Work request ::
Under no circumstances alter the records; copy each one exactly.

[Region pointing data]
* * * * * * *

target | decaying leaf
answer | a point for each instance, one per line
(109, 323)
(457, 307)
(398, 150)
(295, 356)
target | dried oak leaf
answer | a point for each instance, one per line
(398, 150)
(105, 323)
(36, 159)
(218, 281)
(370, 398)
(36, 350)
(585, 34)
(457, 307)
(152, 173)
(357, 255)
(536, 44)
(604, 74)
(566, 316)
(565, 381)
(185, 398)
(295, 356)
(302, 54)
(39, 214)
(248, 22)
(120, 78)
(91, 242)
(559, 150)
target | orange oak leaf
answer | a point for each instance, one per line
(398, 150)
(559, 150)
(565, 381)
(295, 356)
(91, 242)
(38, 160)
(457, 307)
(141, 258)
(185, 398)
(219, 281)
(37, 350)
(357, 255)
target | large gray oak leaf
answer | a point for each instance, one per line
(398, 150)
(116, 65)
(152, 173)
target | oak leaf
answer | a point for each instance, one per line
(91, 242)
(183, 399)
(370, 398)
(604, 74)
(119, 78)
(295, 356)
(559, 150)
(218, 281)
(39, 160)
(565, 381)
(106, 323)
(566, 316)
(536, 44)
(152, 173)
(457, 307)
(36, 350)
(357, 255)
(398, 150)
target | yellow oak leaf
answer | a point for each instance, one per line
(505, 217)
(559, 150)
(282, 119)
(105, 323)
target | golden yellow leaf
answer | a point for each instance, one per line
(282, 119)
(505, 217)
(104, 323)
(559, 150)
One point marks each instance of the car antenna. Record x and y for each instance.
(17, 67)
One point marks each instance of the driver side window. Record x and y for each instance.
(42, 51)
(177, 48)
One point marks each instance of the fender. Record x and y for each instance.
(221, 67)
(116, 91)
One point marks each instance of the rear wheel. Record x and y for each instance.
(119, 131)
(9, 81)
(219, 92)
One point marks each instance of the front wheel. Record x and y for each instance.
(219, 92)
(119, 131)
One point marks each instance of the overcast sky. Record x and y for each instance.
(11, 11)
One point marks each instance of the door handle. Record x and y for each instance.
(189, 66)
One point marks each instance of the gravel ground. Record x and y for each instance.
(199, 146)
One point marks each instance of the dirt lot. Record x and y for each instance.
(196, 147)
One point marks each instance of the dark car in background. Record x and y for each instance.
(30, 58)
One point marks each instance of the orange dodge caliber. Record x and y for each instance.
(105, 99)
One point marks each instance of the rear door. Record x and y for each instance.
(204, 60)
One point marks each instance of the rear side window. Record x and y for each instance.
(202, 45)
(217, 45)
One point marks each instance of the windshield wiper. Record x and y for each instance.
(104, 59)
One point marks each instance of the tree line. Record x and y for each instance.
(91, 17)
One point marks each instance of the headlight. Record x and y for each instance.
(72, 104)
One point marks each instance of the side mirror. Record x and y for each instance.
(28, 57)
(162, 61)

* * * * * * *

Solution ::
target | decaying leaf
answer | a point for each instance, one per line
(109, 323)
(457, 307)
(398, 150)
(295, 356)
target | dried oak leaf
answer | a point for each instance, one per line
(398, 150)
(105, 323)
(36, 159)
(218, 281)
(370, 398)
(36, 350)
(585, 34)
(457, 307)
(152, 173)
(357, 255)
(536, 44)
(604, 74)
(566, 316)
(565, 381)
(185, 398)
(295, 356)
(302, 54)
(39, 214)
(248, 22)
(120, 78)
(91, 242)
(559, 150)
target | orange oak leaf
answer | a point for each instance, one per line
(398, 150)
(559, 150)
(565, 381)
(295, 356)
(91, 242)
(38, 160)
(457, 307)
(141, 258)
(185, 398)
(219, 281)
(37, 350)
(357, 255)
target | large gray oak leaf
answer | a point for each instance, one per line
(398, 150)
(116, 65)
(152, 173)
target | oak leaf
answer | a point for each instance, one per line
(91, 242)
(183, 399)
(370, 398)
(604, 74)
(119, 78)
(295, 356)
(559, 150)
(218, 281)
(39, 160)
(565, 381)
(106, 323)
(566, 316)
(536, 44)
(152, 173)
(457, 307)
(36, 350)
(357, 255)
(398, 150)
target | yellow oak leaf
answer | a point for each instance, one per line
(505, 217)
(559, 150)
(282, 119)
(105, 323)
target | golden yellow leaf
answer | a point for each instance, one per line
(282, 119)
(505, 217)
(104, 323)
(559, 150)
One point marks each instance of the car antenna. Record x and y for each instance.
(17, 67)
One point marks each instance of the driver side window. Record x and y for each instance.
(42, 51)
(177, 48)
One point marks each instance of the fender. Record x and y for each instance.
(221, 67)
(116, 91)
One point marks each instance of the rear wheel. Record x and y for each instance.
(119, 131)
(9, 81)
(219, 92)
One point marks each instance of the front wheel. Record x and y for each instance.
(219, 92)
(119, 131)
One point marks each instance of the overcast sky. Record x and y for each instance.
(11, 11)
One point marks each instance of the door handle. Record x and y for each instance.
(189, 66)
One point marks each instance of the gravel ground. Record x and y for each instance.
(199, 146)
One point marks each instance of the dirt lot. Record x and y for each instance.
(196, 147)
One point marks each instance of the dark car in background. Record x and y for each instance.
(30, 58)
One point marks each instance of the orange dodge caliber. Record x and y for each instance.
(105, 99)
One point marks each instance of the rear door. Record x and y for each instance.
(204, 60)
One point marks each instance of the rear side window. Record x and y for each instance.
(202, 45)
(217, 45)
One point marks each instance of the windshield wiper. Record x and y for each instance.
(104, 59)
One point marks each instance of the tree line. Record x and y for each instance.
(91, 17)
One point marks each instance of the headlight. Record x and y for each instance.
(72, 104)
One point marks each instance of the side mirror. Record x and y for each instance.
(28, 57)
(162, 61)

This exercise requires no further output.